• [Exercise inputs]
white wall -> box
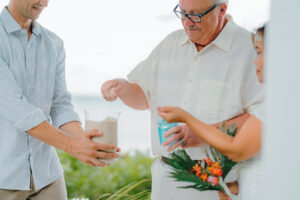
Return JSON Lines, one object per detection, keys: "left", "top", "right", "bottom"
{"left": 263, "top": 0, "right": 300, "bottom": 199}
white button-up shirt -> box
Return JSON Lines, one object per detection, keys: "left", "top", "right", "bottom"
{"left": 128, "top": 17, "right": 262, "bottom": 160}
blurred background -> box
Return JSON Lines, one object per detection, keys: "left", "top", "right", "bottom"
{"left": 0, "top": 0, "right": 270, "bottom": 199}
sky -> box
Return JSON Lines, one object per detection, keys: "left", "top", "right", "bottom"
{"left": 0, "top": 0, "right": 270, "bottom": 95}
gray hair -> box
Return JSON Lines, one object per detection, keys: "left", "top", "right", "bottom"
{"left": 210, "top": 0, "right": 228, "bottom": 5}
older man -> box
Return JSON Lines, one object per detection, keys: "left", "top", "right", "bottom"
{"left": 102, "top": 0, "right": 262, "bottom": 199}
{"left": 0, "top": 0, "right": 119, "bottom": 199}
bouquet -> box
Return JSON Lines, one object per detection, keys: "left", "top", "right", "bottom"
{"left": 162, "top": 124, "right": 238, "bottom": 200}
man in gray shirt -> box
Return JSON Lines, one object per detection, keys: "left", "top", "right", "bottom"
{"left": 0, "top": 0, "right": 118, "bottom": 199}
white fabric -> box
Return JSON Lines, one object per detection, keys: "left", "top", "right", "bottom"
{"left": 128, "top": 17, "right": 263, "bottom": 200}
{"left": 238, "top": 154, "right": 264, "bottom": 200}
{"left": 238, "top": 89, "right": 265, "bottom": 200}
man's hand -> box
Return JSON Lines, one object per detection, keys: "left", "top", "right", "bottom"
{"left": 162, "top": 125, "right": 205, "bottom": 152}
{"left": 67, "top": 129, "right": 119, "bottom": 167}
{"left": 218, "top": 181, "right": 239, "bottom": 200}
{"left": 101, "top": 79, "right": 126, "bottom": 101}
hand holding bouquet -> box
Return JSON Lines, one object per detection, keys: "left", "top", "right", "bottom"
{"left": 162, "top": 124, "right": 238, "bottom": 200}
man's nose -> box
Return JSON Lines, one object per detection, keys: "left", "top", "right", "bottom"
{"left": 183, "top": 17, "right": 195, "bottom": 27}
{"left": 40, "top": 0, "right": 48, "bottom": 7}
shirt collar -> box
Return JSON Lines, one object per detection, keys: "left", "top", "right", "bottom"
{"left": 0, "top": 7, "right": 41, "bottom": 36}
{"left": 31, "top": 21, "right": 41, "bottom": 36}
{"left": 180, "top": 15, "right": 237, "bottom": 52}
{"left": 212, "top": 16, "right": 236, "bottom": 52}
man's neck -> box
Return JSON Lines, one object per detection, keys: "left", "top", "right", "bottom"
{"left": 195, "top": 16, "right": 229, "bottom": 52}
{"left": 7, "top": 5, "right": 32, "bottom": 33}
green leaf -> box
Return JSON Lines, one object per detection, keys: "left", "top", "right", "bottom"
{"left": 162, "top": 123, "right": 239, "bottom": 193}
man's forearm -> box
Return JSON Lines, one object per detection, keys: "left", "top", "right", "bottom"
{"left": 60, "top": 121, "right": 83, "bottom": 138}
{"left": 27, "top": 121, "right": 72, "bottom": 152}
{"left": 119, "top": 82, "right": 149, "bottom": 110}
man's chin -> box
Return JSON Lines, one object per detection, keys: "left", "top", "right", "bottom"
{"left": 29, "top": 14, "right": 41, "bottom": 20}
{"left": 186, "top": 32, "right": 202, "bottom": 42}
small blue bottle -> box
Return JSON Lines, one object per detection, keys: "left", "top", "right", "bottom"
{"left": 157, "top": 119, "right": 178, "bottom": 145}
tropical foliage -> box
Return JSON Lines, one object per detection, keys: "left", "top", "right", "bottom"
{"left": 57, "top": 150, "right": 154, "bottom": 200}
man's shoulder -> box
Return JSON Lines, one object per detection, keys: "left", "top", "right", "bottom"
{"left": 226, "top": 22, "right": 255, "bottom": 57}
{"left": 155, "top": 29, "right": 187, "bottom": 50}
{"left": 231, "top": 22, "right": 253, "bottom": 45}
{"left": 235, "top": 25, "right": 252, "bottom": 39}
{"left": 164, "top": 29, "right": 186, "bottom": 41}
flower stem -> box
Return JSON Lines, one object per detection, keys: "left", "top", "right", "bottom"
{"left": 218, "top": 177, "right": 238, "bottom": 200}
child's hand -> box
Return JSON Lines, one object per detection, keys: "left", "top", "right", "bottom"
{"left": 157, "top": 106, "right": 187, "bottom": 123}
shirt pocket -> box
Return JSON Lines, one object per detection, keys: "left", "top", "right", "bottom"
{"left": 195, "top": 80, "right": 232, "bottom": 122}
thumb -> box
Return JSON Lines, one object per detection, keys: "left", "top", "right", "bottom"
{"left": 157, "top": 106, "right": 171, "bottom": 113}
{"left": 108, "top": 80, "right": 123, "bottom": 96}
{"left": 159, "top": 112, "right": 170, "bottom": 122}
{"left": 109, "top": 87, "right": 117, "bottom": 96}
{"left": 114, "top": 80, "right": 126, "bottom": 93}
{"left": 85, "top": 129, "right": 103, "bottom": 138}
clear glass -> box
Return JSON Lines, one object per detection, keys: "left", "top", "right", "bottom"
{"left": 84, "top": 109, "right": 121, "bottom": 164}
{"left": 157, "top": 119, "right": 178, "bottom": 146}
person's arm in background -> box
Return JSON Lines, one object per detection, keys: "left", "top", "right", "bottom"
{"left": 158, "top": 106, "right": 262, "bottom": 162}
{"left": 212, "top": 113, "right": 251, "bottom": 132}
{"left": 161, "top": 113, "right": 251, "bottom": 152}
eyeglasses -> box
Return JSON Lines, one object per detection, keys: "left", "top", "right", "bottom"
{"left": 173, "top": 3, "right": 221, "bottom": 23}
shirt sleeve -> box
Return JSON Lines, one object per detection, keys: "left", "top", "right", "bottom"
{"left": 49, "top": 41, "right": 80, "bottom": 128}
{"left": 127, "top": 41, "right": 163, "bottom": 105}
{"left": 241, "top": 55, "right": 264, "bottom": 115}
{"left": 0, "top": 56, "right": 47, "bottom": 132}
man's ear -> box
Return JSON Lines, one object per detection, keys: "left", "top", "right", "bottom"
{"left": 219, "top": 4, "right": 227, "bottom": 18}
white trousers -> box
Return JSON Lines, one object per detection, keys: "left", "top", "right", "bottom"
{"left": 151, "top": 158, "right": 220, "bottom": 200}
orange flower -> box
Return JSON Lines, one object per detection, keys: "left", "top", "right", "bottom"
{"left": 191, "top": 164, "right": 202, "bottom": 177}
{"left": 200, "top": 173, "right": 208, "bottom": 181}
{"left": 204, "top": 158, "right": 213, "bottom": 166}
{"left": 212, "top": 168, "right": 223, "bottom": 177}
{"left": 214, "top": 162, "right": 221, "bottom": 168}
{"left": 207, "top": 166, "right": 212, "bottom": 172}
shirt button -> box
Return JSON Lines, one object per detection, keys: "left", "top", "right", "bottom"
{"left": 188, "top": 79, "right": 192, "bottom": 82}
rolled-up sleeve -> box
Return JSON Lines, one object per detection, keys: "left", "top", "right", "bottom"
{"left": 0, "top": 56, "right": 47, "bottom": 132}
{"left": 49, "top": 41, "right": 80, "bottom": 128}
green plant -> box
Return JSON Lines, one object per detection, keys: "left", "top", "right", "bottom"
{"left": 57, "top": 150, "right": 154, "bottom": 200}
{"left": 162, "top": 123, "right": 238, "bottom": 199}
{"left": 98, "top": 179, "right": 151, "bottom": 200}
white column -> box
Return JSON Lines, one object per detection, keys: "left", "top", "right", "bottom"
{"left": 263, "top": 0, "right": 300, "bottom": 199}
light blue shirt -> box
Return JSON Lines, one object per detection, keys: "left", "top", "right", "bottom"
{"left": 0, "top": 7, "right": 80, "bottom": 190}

• [Task prompt]
Find each line in the records above that contains "background", and copy it.

• [Answer to this exercise]
blurred background -> box
person's arm in background -> box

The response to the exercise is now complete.